From the Braybrook Group overview below, quote word for word the part that opens with the words containing "How are shapes" and closes with "at supra-cellular levels.".

(SELECTED EXCERPT)
# # # # # # #

The Braybrook Group at MCDB UCLA studies the generation of form in walled organisms.
How are shapes physically grown and patterned in organisms? While we have accumulated volumes of knowledge on the genes and hormones which underly such processes, we still know little about how these instructions a physically enacted- and growth is ultimately a physical process. Our research is aimed at understanding how shapes are physically established and grown in walled organisms. The presence of a cell wall in multi-cellular organisms produces two major physical limits to growth: first, the encasement of each cell in a cell wall necessitates changing the wall material in order to generate and alter shape; second, cell walls serve to connect each cell to its neighbours both within and across tissue layers requiring physical growth co-ordination at supra-cellular levels.
We take a systems level view by aiming to understand shape growth at cell, tissue and organ levels. We apply and develop quantitative methods, utilise the best biological system to answer our question, and constantly look both forwards and backwards to identify key concepts and tools in the field. Our transdisciplinary approach includes development, plant physiology, cell biology, biochemistry, genetics, molecular biology, materials science, and physics.
For a plant and algal cells, the cell wall is the main structural element, controlling the shape and growth of the cell and therefore tissue as a whole. Recent work in plants has correlated key aspects of organ growth and shape generation, in plants, with mechanical properties of tissues and cell walls. Our Team has two main goals: 1) to understand the mechanics of shape growth in plants and algae, and 2) to understand the cell wall as a dynamic composite material.

# # # # # # #

(Collected data)
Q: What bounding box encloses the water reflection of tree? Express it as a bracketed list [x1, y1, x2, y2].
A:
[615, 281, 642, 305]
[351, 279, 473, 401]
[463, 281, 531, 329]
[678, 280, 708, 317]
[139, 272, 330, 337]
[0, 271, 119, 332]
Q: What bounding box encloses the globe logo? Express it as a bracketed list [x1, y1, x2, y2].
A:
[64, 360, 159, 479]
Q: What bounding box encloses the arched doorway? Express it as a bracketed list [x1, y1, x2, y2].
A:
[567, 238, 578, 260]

# # # # # # #

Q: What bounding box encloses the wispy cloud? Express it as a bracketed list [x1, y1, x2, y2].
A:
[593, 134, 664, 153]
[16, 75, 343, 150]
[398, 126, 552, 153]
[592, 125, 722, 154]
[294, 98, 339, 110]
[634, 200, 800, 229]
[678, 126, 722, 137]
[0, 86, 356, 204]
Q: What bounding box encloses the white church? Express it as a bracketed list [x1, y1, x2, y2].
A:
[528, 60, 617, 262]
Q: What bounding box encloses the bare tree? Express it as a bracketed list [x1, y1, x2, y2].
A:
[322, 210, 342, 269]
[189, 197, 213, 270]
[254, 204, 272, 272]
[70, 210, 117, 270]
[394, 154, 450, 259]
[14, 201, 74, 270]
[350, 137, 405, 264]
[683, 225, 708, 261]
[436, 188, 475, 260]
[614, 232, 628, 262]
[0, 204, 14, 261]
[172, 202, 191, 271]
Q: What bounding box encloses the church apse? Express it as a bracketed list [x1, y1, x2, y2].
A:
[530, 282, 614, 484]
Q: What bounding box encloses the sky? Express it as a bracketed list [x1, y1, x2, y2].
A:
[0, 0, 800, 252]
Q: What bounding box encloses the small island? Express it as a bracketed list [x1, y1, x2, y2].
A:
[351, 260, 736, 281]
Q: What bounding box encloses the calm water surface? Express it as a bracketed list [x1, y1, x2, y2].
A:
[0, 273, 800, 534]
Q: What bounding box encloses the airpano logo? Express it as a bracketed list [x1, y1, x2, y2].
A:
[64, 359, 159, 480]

# # # # # # #

(RESULT FOR THIS EXERCISE)
How are shapes physically grown and patterned in organisms? While we have accumulated volumes of knowledge on the genes and hormones which underly such processes, we still know little about how these instructions a physically enacted- and growth is ultimately a physical process. Our research is aimed at understanding how shapes are physically established and grown in walled organisms. The presence of a cell wall in multi-cellular organisms produces two major physical limits to growth: first, the encasement of each cell in a cell wall necessitates changing the wall material in order to generate and alter shape; second, cell walls serve to connect each cell to its neighbours both within and across tissue layers requiring physical growth co-ordination at supra-cellular levels.